═════ DATA EXCERPTS

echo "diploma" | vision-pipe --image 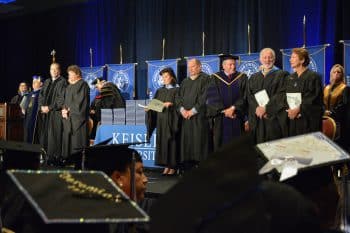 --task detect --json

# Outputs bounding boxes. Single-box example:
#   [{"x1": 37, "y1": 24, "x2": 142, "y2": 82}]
[
  {"x1": 286, "y1": 92, "x2": 301, "y2": 109},
  {"x1": 254, "y1": 89, "x2": 270, "y2": 107},
  {"x1": 138, "y1": 99, "x2": 164, "y2": 112}
]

══════════

**WHAT THE TASK REQUIRES**
List each line of the records that contains the word "bounding". Case counts.

**TASK OUTPUT**
# Outputs bounding boxes. Single-box example:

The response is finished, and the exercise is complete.